→ Location identification entries:
<<<<

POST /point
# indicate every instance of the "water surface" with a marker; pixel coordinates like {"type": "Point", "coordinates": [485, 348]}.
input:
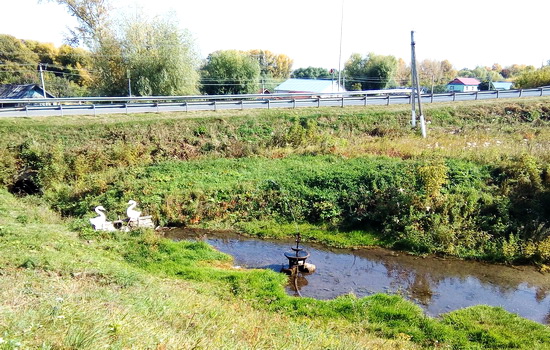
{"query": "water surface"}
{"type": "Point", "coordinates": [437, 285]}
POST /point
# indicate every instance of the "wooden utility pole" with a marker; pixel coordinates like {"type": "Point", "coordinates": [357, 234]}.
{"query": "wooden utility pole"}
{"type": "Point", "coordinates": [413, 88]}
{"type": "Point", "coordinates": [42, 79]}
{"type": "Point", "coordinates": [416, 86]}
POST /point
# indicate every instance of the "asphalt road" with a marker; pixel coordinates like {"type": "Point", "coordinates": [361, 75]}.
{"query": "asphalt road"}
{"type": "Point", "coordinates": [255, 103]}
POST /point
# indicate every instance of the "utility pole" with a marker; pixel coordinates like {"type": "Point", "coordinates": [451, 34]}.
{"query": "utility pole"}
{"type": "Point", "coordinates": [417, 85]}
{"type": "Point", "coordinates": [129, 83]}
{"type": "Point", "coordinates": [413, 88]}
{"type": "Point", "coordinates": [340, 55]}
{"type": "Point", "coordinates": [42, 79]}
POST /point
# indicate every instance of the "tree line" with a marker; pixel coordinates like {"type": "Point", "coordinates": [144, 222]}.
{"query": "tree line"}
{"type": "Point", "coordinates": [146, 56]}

>>>>
<<<<

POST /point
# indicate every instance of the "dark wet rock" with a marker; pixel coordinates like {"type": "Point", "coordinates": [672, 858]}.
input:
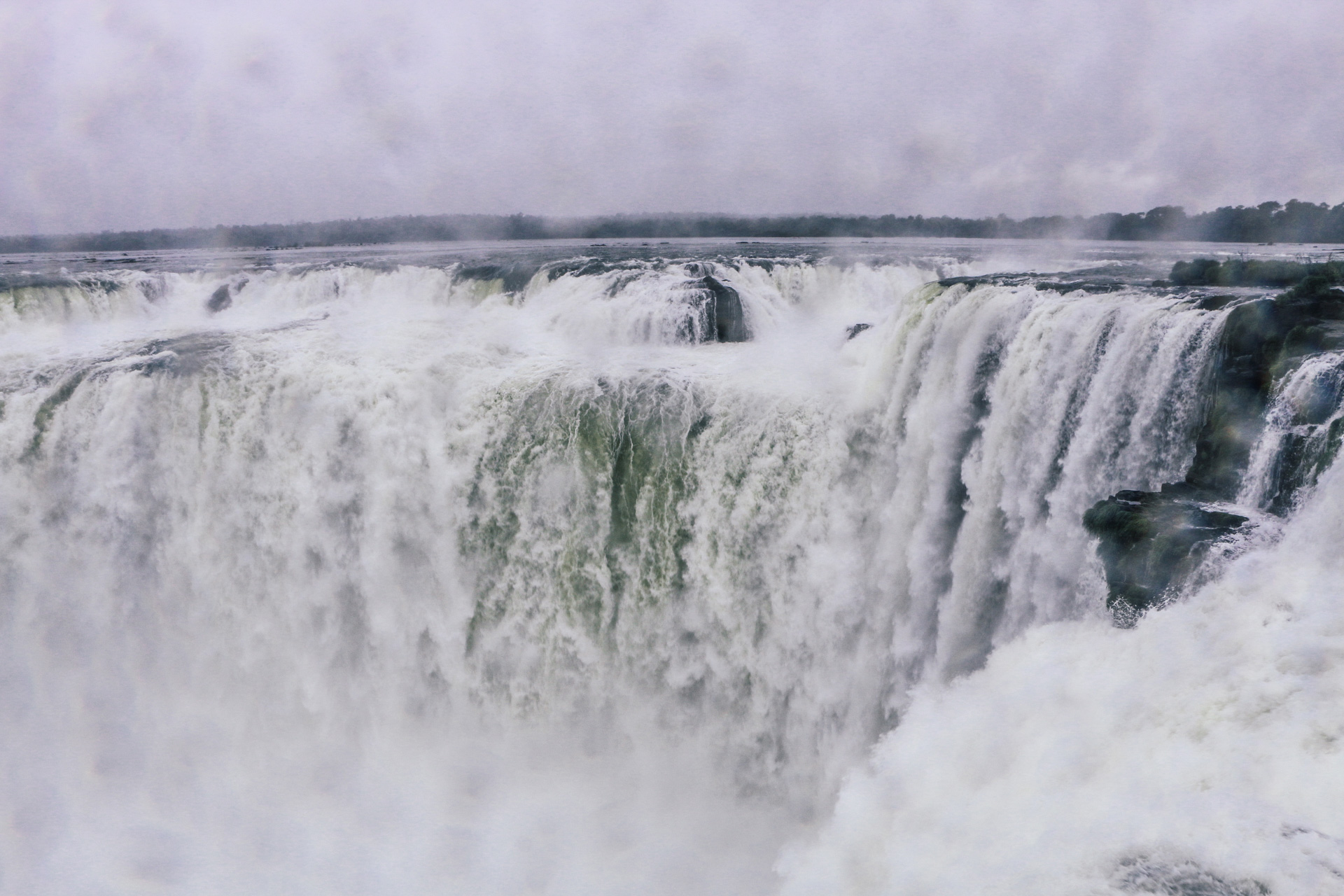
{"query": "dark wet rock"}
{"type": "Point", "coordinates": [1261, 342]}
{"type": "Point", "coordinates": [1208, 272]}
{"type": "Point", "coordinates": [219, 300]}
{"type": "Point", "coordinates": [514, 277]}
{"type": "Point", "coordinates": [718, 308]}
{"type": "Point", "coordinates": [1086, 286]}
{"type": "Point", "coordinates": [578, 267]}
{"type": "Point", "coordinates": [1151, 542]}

>>>>

→ Work required: How many lines in the data above contain the string "surface"? Case counts. Reply with the number alone.

→ Full output: 2